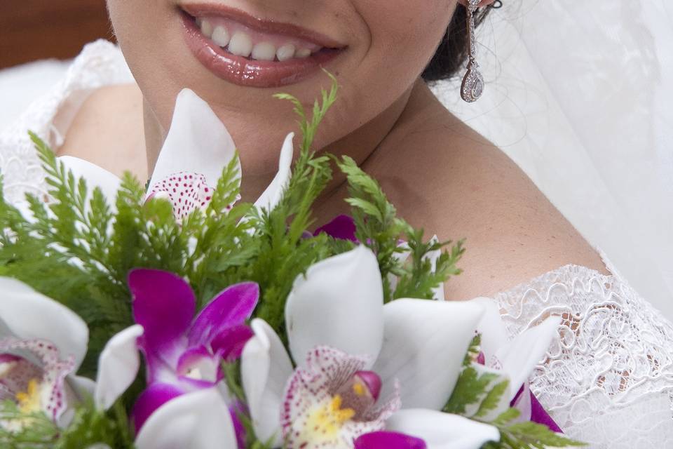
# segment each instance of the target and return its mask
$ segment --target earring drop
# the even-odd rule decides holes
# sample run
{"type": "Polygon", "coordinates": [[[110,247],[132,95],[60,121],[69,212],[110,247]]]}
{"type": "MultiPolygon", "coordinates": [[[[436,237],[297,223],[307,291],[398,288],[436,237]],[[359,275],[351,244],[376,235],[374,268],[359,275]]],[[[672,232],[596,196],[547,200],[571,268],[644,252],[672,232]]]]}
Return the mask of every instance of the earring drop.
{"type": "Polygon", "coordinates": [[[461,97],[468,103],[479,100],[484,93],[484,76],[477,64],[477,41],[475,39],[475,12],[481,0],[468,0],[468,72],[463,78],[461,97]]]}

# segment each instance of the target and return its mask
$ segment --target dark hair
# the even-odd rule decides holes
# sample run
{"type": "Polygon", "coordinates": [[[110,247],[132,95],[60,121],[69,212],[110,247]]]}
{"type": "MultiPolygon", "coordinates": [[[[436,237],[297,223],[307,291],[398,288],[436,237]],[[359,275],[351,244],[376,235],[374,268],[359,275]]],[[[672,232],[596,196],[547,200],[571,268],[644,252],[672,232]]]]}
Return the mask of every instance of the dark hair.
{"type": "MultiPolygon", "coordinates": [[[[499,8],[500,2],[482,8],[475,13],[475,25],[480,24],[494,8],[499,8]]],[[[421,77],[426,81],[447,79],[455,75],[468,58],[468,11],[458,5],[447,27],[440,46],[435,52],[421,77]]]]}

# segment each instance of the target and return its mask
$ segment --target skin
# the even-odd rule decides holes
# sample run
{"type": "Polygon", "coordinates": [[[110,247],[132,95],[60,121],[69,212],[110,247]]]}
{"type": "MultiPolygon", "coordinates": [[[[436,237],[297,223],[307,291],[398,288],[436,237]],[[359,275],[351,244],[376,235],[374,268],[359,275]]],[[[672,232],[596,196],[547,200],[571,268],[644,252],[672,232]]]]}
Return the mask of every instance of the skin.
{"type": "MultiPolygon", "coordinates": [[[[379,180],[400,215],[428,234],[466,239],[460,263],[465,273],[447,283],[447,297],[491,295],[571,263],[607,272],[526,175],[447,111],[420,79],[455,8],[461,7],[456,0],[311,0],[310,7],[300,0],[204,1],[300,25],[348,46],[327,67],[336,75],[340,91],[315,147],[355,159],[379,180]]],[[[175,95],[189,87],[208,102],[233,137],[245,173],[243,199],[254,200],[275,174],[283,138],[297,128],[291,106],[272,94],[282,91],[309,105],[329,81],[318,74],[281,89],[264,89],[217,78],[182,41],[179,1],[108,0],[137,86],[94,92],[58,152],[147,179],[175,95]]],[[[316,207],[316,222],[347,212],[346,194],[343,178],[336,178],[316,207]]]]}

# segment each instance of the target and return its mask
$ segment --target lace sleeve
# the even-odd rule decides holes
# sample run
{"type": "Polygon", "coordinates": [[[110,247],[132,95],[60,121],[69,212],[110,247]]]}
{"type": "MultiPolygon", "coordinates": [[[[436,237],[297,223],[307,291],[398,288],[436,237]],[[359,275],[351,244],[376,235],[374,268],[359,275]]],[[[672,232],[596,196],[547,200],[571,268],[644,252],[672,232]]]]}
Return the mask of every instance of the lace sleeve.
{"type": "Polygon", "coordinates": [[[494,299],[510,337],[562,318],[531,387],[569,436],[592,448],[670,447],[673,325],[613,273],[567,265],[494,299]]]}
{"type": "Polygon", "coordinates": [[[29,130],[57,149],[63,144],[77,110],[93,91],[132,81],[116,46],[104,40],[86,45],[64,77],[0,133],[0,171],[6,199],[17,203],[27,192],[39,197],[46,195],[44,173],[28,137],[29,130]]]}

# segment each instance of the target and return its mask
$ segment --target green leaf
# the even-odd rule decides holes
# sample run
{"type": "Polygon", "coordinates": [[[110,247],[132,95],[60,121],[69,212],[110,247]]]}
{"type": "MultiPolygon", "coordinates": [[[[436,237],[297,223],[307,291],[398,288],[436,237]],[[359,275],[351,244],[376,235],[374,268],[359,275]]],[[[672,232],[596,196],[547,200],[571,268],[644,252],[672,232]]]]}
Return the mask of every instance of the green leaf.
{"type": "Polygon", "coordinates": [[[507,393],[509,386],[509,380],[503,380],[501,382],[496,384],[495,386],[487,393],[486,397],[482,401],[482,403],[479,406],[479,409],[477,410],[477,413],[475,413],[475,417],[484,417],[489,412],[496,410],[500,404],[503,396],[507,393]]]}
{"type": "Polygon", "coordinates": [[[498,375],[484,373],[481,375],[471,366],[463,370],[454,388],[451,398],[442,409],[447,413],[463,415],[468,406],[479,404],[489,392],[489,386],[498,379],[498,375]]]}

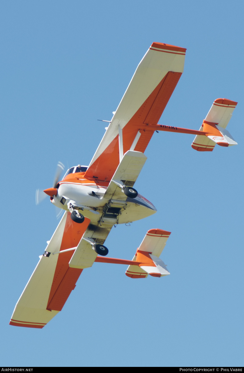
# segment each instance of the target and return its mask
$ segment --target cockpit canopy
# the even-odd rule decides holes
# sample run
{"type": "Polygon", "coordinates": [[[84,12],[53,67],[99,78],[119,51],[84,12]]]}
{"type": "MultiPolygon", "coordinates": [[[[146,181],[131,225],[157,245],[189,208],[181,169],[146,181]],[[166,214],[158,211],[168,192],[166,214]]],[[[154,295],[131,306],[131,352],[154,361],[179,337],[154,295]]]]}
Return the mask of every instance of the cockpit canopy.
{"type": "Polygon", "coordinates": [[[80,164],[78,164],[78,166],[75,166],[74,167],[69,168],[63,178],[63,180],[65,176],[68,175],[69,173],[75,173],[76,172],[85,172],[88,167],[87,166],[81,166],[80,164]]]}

■ **Aim**: Locate every line in the items above that contains the string "drop", treating case as significant, and copy each such line.

■ **Full response**:
$ segment --target earring drop
Return the mask of every instance of the earring drop.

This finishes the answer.